*** Block opens ***

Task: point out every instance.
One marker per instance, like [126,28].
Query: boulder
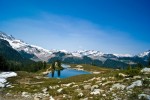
[80,94]
[94,87]
[136,83]
[118,86]
[59,90]
[87,87]
[144,96]
[146,70]
[95,92]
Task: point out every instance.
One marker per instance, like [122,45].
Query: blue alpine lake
[65,73]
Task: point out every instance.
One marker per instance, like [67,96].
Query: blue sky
[110,26]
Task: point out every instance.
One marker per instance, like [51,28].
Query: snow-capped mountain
[38,52]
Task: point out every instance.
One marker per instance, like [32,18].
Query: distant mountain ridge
[83,56]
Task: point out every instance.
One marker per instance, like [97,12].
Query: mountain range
[98,58]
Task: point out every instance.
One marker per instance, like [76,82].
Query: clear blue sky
[110,26]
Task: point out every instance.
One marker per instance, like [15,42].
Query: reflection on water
[66,73]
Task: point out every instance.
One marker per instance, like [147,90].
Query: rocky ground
[103,84]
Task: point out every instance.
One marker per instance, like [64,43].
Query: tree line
[26,65]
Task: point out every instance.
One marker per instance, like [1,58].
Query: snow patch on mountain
[123,55]
[19,45]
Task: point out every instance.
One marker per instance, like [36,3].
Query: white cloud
[64,32]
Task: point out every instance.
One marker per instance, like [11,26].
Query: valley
[40,74]
[108,84]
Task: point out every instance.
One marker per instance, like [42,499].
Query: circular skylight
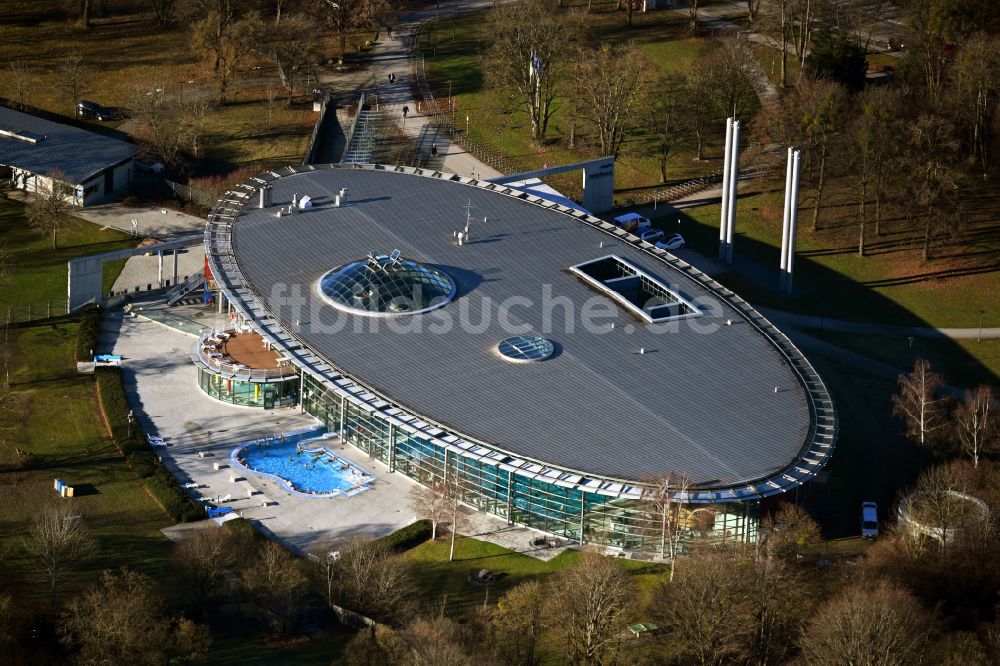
[525,348]
[386,286]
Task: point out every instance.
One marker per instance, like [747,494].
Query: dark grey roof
[77,153]
[701,402]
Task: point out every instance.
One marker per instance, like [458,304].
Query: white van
[869,520]
[633,223]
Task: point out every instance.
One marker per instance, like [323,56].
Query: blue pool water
[303,466]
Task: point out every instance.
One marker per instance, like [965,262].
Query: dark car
[86,109]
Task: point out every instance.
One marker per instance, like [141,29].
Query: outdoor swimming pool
[303,465]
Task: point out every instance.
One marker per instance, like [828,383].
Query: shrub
[408,537]
[160,483]
[86,335]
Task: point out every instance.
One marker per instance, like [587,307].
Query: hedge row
[86,335]
[408,537]
[160,483]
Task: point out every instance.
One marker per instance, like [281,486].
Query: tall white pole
[785,221]
[724,212]
[734,175]
[794,220]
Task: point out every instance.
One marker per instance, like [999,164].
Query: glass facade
[270,394]
[630,524]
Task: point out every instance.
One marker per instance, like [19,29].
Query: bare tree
[976,422]
[48,210]
[776,19]
[977,88]
[670,129]
[225,33]
[823,110]
[276,580]
[349,15]
[21,80]
[665,493]
[527,56]
[610,78]
[203,559]
[932,186]
[693,6]
[379,645]
[918,404]
[788,532]
[588,602]
[72,70]
[437,641]
[431,502]
[701,611]
[166,124]
[517,624]
[291,44]
[371,579]
[165,11]
[121,621]
[867,623]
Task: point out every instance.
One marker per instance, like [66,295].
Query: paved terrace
[695,376]
[163,386]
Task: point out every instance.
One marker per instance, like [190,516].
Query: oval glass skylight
[525,349]
[386,286]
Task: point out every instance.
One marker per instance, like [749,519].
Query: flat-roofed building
[564,373]
[94,167]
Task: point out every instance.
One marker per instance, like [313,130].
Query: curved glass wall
[386,286]
[630,524]
[250,394]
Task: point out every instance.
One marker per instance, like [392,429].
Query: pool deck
[201,433]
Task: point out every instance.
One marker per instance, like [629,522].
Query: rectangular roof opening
[641,293]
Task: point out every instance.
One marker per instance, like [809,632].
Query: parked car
[87,109]
[633,223]
[675,242]
[651,235]
[155,167]
[869,520]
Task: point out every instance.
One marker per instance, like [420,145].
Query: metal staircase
[175,295]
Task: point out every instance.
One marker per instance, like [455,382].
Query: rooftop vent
[639,292]
[22,135]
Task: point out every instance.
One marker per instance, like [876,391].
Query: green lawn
[890,286]
[38,273]
[453,47]
[57,421]
[442,581]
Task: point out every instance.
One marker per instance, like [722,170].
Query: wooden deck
[249,349]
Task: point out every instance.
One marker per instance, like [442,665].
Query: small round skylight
[525,349]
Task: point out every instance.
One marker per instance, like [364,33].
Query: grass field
[75,447]
[890,285]
[127,51]
[452,49]
[37,273]
[445,583]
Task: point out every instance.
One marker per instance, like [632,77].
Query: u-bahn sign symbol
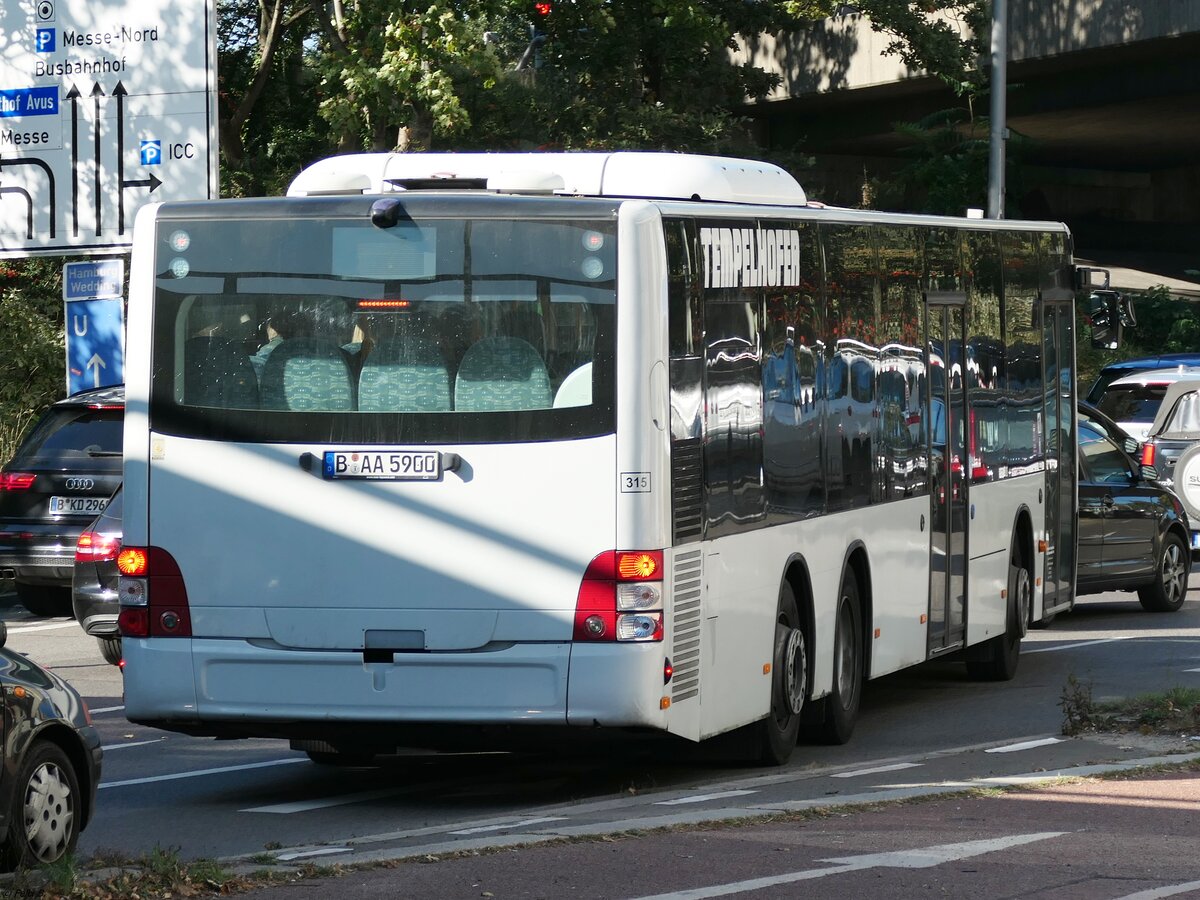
[105,106]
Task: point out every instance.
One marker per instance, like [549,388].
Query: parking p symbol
[150,153]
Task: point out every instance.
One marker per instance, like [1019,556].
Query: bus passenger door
[948,469]
[1059,373]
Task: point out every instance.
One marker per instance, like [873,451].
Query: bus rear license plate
[77,505]
[383,465]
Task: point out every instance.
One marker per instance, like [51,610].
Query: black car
[51,763]
[1133,534]
[1127,442]
[94,589]
[60,478]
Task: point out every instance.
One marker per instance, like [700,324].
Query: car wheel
[45,599]
[1170,586]
[45,816]
[111,649]
[837,725]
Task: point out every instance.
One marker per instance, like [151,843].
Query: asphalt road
[919,732]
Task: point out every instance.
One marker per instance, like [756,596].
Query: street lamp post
[999,111]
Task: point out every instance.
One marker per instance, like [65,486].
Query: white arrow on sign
[918,858]
[95,364]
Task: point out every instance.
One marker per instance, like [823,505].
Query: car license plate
[77,505]
[383,465]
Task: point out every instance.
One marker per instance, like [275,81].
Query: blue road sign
[97,280]
[95,323]
[95,343]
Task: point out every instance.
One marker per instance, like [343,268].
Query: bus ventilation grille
[687,490]
[687,617]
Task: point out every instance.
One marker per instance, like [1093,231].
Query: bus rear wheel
[996,660]
[840,713]
[789,681]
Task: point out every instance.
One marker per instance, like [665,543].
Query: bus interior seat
[499,373]
[217,373]
[576,389]
[406,373]
[307,373]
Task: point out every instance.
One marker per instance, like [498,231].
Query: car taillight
[153,594]
[621,598]
[96,547]
[17,480]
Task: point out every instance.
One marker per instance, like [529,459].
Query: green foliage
[267,96]
[31,345]
[1078,708]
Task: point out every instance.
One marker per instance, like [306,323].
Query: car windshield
[1132,402]
[75,431]
[1185,419]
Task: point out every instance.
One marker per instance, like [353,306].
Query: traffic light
[539,17]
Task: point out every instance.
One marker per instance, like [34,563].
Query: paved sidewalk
[1131,838]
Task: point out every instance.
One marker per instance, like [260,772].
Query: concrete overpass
[1105,91]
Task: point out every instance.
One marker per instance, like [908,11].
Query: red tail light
[154,598]
[621,598]
[16,480]
[96,547]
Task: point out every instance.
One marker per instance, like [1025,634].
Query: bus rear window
[437,330]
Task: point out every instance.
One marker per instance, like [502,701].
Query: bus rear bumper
[231,688]
[220,682]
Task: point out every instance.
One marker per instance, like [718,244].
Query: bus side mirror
[1109,313]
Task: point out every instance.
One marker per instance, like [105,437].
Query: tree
[268,127]
[393,71]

*** Block closes ***

The response should hold exactly the lines starting at the line with "Query: blue pool water" and ending at the line with "One marker per instance, like [66,295].", and no other line of the material above.

Query: blue pool water
[303,466]
Task: point out every instance.
One marker per instance, like [965,262].
Query: dark car
[86,109]
Task: point out every instance.
One marker per instance, like [141,29].
Query: outdoor swimming pool
[303,465]
Task: point out every instance.
One marker per instance, like [828,383].
Query: shrub
[408,537]
[160,483]
[86,335]
Task: point out every instance.
One marker per instance, like [587,307].
Query: hedge row
[86,335]
[408,537]
[160,483]
Task: point out every instance.
One marker per instance, like [281,486].
Query: tall white pole
[785,221]
[724,212]
[734,175]
[794,220]
Task: point out every instance.
One marker per instance, like [999,164].
Query: glass facade
[270,394]
[630,524]
Task: point out every instance.
One marker per instance, like [19,29].
Query: bare tree
[976,422]
[48,210]
[776,19]
[977,88]
[670,129]
[225,33]
[823,110]
[276,580]
[349,15]
[21,80]
[665,493]
[527,56]
[610,78]
[203,559]
[932,186]
[693,6]
[379,645]
[918,404]
[788,532]
[588,602]
[72,70]
[437,641]
[431,502]
[701,611]
[166,124]
[517,624]
[291,44]
[371,579]
[165,11]
[121,621]
[867,623]
Task: point out every instance.
One marker per instance, like [66,295].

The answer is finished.